### Exercise instructions:
Reproduce everything in the records from the line containing "like [[513, 79]]." down to the line containing "[[510, 308]]", both of those lines included.

Named object pointing records
○ ○ ○

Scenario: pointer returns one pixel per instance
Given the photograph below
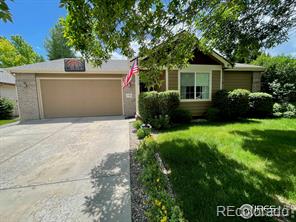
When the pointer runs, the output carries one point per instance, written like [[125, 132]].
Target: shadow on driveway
[[110, 199]]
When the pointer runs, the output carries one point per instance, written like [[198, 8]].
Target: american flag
[[133, 71]]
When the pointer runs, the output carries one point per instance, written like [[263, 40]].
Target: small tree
[[17, 52], [56, 44], [5, 14]]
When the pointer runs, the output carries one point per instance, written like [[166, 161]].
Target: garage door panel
[[70, 98]]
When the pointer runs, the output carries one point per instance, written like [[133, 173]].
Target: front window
[[195, 85]]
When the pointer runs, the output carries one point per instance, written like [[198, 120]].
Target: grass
[[6, 121], [231, 164]]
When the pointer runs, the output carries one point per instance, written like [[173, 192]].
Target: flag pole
[[137, 88]]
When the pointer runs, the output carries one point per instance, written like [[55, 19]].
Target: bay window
[[195, 86]]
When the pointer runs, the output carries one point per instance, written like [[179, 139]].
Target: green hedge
[[6, 108], [261, 104], [156, 108], [168, 102], [148, 105], [238, 102], [230, 104], [287, 110]]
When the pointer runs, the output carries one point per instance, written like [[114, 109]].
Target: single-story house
[[7, 88], [54, 89]]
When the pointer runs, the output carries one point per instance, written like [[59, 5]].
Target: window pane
[[187, 85], [202, 85]]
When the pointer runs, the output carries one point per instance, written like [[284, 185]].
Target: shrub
[[6, 108], [181, 116], [157, 108], [279, 79], [238, 103], [168, 102], [277, 108], [148, 105], [160, 122], [137, 124], [232, 104], [220, 99], [143, 132], [277, 114], [290, 107], [289, 114], [261, 104], [213, 114]]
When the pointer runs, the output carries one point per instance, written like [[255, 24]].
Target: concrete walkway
[[68, 169]]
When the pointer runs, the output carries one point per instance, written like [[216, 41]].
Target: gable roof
[[6, 77], [57, 66], [245, 67]]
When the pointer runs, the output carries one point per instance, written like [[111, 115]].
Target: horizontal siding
[[173, 79], [216, 75], [196, 108], [237, 80], [163, 83]]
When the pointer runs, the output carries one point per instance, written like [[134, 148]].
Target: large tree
[[17, 52], [5, 14], [56, 44], [97, 28]]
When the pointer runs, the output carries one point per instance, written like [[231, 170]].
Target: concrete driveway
[[68, 169]]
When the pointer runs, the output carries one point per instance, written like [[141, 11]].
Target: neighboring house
[[8, 89], [46, 90]]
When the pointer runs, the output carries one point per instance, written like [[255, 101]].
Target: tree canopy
[[17, 52], [5, 14], [56, 44], [97, 28], [167, 32]]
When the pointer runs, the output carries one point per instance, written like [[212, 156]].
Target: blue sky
[[32, 19]]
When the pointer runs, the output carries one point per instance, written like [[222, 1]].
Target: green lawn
[[231, 164], [6, 121]]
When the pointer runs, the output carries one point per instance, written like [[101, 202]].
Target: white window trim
[[199, 69]]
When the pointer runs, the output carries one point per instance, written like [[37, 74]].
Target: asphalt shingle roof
[[6, 77]]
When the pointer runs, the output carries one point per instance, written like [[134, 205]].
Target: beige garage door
[[80, 97]]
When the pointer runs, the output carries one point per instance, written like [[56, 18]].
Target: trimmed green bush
[[232, 104], [156, 108], [238, 103], [160, 122], [289, 114], [148, 105], [277, 108], [261, 104], [181, 116], [213, 114], [287, 110], [137, 124], [6, 108], [168, 101], [143, 132]]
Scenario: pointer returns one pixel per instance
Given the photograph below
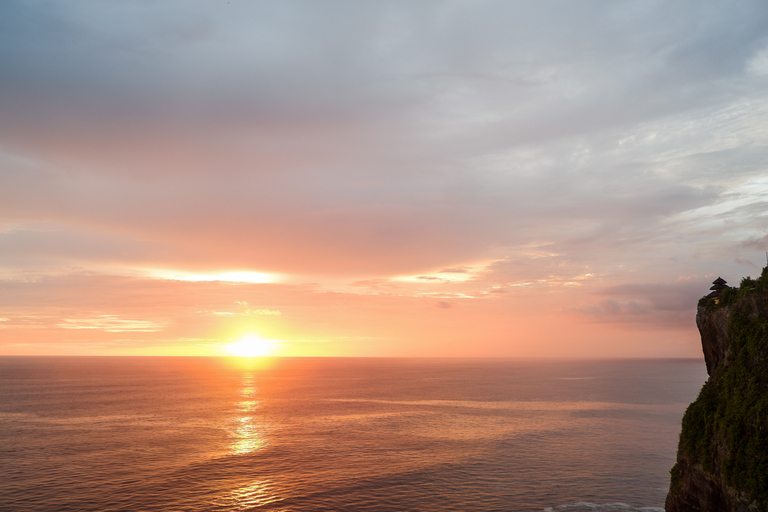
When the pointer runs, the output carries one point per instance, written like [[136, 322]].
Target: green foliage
[[727, 425], [731, 295]]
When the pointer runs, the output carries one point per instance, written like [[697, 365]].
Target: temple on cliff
[[717, 285]]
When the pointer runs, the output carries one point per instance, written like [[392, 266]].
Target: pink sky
[[495, 179]]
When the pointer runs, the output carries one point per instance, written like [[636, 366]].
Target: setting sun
[[251, 346]]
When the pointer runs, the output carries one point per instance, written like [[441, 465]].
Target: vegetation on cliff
[[731, 295], [726, 429]]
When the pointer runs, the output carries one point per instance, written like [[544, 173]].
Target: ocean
[[332, 434]]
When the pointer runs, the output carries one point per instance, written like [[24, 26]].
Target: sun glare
[[251, 346]]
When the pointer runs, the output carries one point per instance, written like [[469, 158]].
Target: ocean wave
[[584, 506]]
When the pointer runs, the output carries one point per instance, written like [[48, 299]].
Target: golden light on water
[[251, 345]]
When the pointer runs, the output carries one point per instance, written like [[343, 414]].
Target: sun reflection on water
[[248, 431]]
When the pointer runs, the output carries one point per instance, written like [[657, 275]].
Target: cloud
[[111, 323], [569, 148]]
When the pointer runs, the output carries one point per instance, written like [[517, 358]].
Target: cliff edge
[[722, 456]]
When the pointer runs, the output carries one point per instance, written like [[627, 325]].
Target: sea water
[[199, 434]]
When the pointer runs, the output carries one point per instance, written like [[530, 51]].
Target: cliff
[[722, 458]]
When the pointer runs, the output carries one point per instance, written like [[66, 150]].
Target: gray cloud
[[388, 137]]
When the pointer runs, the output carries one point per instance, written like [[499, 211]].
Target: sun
[[251, 345]]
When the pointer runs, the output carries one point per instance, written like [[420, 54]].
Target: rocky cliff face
[[722, 459]]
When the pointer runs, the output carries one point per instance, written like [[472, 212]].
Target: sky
[[394, 178]]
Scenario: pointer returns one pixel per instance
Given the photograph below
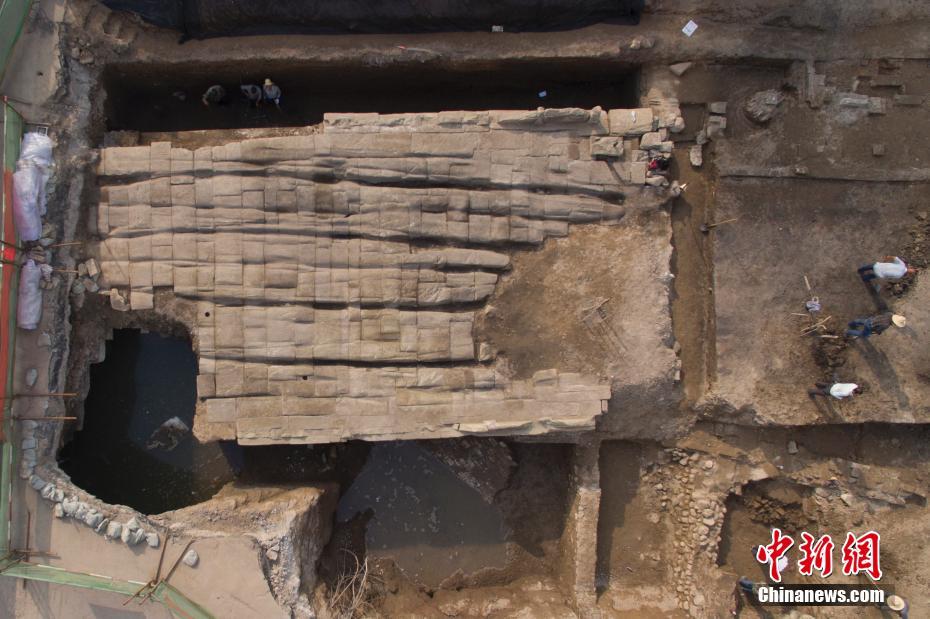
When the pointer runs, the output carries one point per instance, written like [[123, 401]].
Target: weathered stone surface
[[609, 147], [760, 107], [191, 558], [631, 122], [696, 155]]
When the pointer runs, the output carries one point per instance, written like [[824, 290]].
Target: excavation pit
[[134, 446], [153, 97]]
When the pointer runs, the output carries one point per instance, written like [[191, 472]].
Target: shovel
[[705, 228]]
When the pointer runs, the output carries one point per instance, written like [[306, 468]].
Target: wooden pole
[[41, 395], [44, 418]]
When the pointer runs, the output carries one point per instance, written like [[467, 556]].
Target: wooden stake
[[41, 395], [44, 418], [16, 247]]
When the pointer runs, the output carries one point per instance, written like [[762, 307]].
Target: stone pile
[[131, 532]]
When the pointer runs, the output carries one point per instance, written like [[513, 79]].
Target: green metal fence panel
[[45, 573], [12, 130], [12, 17]]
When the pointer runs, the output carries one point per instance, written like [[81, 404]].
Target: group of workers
[[892, 268], [269, 92]]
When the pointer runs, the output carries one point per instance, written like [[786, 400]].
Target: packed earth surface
[[432, 336]]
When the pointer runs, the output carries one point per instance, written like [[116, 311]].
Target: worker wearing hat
[[898, 604], [271, 92], [864, 327], [892, 268]]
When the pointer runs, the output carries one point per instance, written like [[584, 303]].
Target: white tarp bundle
[[27, 185], [29, 304], [32, 171]]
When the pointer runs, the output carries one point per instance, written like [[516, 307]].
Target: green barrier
[[179, 605], [12, 17], [176, 603], [12, 129]]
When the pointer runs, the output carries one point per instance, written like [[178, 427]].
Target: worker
[[215, 95], [836, 390], [252, 93], [877, 324], [898, 604], [272, 92], [892, 268]]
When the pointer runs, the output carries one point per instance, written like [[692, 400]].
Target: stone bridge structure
[[335, 274]]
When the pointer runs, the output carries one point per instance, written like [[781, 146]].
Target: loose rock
[[191, 558], [761, 107], [679, 68]]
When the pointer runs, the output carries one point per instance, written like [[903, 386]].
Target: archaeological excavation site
[[510, 308]]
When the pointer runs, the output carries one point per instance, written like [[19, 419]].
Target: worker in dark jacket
[[272, 92], [215, 95]]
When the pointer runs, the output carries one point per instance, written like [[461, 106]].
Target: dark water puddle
[[145, 381], [422, 516]]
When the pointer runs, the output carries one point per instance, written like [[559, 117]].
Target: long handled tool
[[705, 228]]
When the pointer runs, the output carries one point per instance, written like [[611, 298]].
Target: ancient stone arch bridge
[[337, 273]]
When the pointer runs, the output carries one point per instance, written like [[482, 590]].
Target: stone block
[[631, 122], [141, 300], [607, 147]]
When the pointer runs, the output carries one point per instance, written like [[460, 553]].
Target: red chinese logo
[[771, 553], [817, 555], [860, 554]]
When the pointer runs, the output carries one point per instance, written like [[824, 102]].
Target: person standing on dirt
[[658, 166], [215, 95], [835, 390], [874, 325], [893, 268], [252, 93], [272, 92]]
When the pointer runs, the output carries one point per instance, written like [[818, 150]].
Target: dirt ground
[[709, 439]]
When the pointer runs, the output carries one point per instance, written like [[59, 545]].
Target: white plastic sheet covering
[[29, 305], [37, 149], [27, 185], [32, 172]]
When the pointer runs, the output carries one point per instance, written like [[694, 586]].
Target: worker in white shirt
[[252, 93], [835, 390], [892, 268]]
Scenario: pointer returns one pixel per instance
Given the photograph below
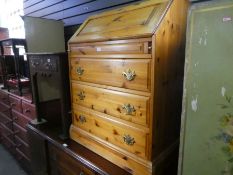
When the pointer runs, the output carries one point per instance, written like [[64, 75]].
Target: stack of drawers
[[126, 69], [111, 99], [15, 113]]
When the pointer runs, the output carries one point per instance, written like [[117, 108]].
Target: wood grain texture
[[153, 96], [128, 22], [109, 72], [111, 102]]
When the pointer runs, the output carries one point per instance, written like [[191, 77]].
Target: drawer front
[[20, 132], [125, 137], [66, 164], [4, 98], [129, 74], [5, 110], [5, 121], [22, 147], [118, 48], [15, 103], [20, 119], [28, 110], [129, 107]]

○ ○ ○

### Output for this task:
When the pointer runs, the output carries one point per instance, written like [[513, 79]].
Target: green metal fence panel
[[45, 573], [12, 130], [12, 17]]
When the pointer runs, the output carries one point per instance, written like [[81, 404]].
Target: group of workers
[[892, 268], [269, 92]]
When the pointer runs, the output carries one point per instance, written like [[786, 400]].
Target: packed earth surface
[[432, 336]]
When the pointer runs, the output carries one point per instance, written like [[116, 311]].
Target: worker wearing hat
[[898, 604], [271, 92], [864, 327], [892, 268]]
When the pointer runs, the output carries one point per instance, written like [[584, 303]].
Target: white tarp bundle
[[27, 185], [29, 304], [32, 171]]
When the pointer runs, the output carries one point per instance, written like [[516, 307]].
Target: green barrier
[[179, 605], [12, 17], [176, 603], [12, 129]]
When the pointer runs, the output carries one point per instance, written like [[178, 427]].
Target: worker
[[215, 95], [836, 390], [252, 93], [877, 324], [898, 604], [272, 92], [892, 268]]
When the pointer runs, the output carries one point per instance, written like [[692, 400]].
Target: stone bridge structure
[[335, 274]]
When the pointer runs, the output carries one point per instance, written like [[781, 146]].
Target: loose rock
[[191, 558], [761, 107], [679, 68]]
When the pointer runs, the output carries one point per instance, written like [[903, 386]].
Target: archaeological excavation site
[[510, 308]]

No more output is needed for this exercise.